## Фрагмент документа:

Ю.П. Конечно, у каждого поэта есть свой словарный запас, что отличает его от другого – его язык – так и у советской власти и ее цензуры есть свой язык, который ничего общего с русским языком не имеет. Поэтому вся официальная советская литература, которая одобрена цензурой и поднята на щит, написана именно этим убогим официальным языком. И это их язык, поэтому они так охотно это пропагандируют, утверждают, награждают, отмечают и так далее. Это их детище, их язык. Это и называется «социалистический реализм». Ну зачем им слова: «Как приятно ласкает ухо колокольный звон…» – это все подлежит цензуре. Потому что мы боремся с религией. Вот мы с тобой разговариваем и слышим колокольный звон. Это все не нужно. Поэтому зачем стихи:
Весна, выставляется первая рама,
И в комнату шум ворвался,
И благовест ближнего храма,
И говор народа, и стук колеса.
Это все ненужные стихи.
Это не Пастернак. Это Фет или Майков. Учили мы еще в школе. Атеисты, зачем им это нужно. Какой благовест? Никаких храмов нет, все закрыто, звон не разрешен в Советском Союзе. Колокола звонят только по праздникам, по особым случаям, специальное разрешение нужно. Партийный звон может круглые сутки быть. Сколько боролись, чтобы в селе у Пушкина, в Святогорском монастыре повесить колокола, чтоб просто не были эти страшные пустые дыры в колокольнях. Повесить колокола. Не разрешают.
Тут нет никакого смысла. Утверждение своего режима, идеологии и власти – все.
Когда мне переделывали и портили спектакль «Павшие и живые», начальник Родионов, шахматист, запер все двери и решил сам со мной заняться цензурой. Говорит, «давай так, по‑товарищески, неофициально…» Взял текст. «Ну зачем ты этого Пастернака сюда? Только что эта история с вручением Нобелевской премии. Ну он же сам в конце концов признался, премию не взял, написал письмо Никите Сергеичу… Ну зачем у тебя? „Скучно в нашем саду?“ Зачем?»
М.Д. Квалификация актера, поэта, писателя – более уважается в России, чем в некоторых западных странах.
Ю.П. У нас зритель более чуток к честности художника.
Люди сразу чувствуют, что он не карьеру делает, а честно служит искусству. И публика всегда удивительно благодарна тем людям в искусстве, которые этот духовный голод восполняют, духовную жажду утоляют.

## Рабочее задание A:
Какую фамилию носил начальник, который, согласно фрагменту документа, запер все двери и решил сам заняться цензурой спектакля «Павшие и живые»?

## Предоставленные записи:
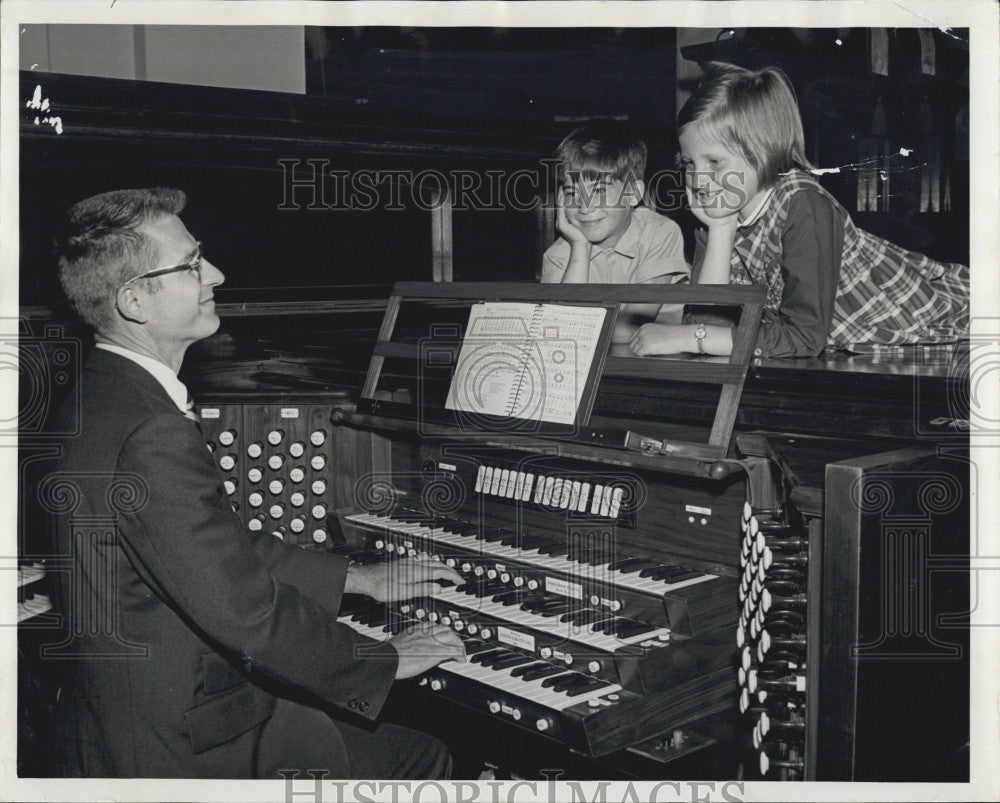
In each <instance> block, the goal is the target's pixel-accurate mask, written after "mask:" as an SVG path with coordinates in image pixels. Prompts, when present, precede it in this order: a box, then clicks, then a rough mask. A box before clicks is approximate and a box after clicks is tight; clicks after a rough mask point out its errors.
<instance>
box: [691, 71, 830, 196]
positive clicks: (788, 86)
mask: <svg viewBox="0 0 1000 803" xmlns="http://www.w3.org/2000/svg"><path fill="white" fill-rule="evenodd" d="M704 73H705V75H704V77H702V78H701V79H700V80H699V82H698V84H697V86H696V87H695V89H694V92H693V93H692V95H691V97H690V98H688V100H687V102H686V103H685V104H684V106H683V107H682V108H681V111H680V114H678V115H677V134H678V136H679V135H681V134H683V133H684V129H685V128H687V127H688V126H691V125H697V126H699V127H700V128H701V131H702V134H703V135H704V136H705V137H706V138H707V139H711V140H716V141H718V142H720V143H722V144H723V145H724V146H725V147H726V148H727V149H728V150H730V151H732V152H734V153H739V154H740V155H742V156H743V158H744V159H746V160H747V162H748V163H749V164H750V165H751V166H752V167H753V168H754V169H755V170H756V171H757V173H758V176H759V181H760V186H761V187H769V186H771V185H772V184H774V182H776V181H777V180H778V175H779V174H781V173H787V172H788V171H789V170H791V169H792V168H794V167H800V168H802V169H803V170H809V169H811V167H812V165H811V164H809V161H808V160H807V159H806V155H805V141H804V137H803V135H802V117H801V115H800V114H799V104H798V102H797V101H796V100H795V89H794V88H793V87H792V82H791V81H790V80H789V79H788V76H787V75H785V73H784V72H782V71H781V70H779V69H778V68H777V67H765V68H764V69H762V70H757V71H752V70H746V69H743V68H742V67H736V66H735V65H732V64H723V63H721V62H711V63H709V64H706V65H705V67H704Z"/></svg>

## Рабочее задание B:
Повторите все приведенные выше записи без изменений, но изображения в ответ не включайте.

## Ответ к заданию A:
Родионов.

## Ответ к заданию B:
In each <instance> block, the goal is the target's pixel-accurate mask, written after "mask:" as an SVG path with coordinates in image pixels. Prompts, when present, precede it in this order: a box, then clicks, then a rough mask. A box before clicks is approximate and a box after clicks is tight; clicks after a rough mask point out its errors.
<instance>
box: [691, 71, 830, 196]
positive clicks: (788, 86)
mask: <svg viewBox="0 0 1000 803" xmlns="http://www.w3.org/2000/svg"><path fill="white" fill-rule="evenodd" d="M704 73H705V75H704V77H702V78H701V79H700V80H699V82H698V84H697V86H696V87H695V89H694V92H693V93H692V95H691V97H690V98H688V100H687V102H686V103H685V104H684V106H683V107H682V108H681V111H680V114H678V115H677V134H678V136H679V135H681V134H683V133H684V129H685V128H687V127H688V126H691V125H697V126H699V127H700V128H701V131H702V134H703V135H704V136H705V137H706V138H707V139H711V140H716V141H718V142H720V143H722V144H723V145H724V146H725V147H726V148H727V149H728V150H730V151H732V152H734V153H739V154H740V155H742V156H743V158H744V159H746V160H747V162H748V163H749V164H750V165H751V166H752V167H753V168H754V169H755V170H756V171H757V173H758V176H759V181H760V186H761V187H769V186H771V185H772V184H774V182H776V181H777V180H778V175H779V174H781V173H787V172H788V171H789V170H791V169H792V168H794V167H800V168H802V169H803V170H809V169H811V167H812V165H811V164H809V161H808V160H807V159H806V155H805V141H804V137H803V135H802V117H801V115H800V114H799V104H798V102H797V101H796V100H795V89H794V88H793V87H792V82H791V81H790V80H789V79H788V76H787V75H785V73H784V72H782V71H781V70H779V69H778V68H777V67H765V68H764V69H762V70H757V71H752V70H746V69H743V68H742V67H736V66H735V65H732V64H723V63H721V62H711V63H709V64H706V65H705V67H704Z"/></svg>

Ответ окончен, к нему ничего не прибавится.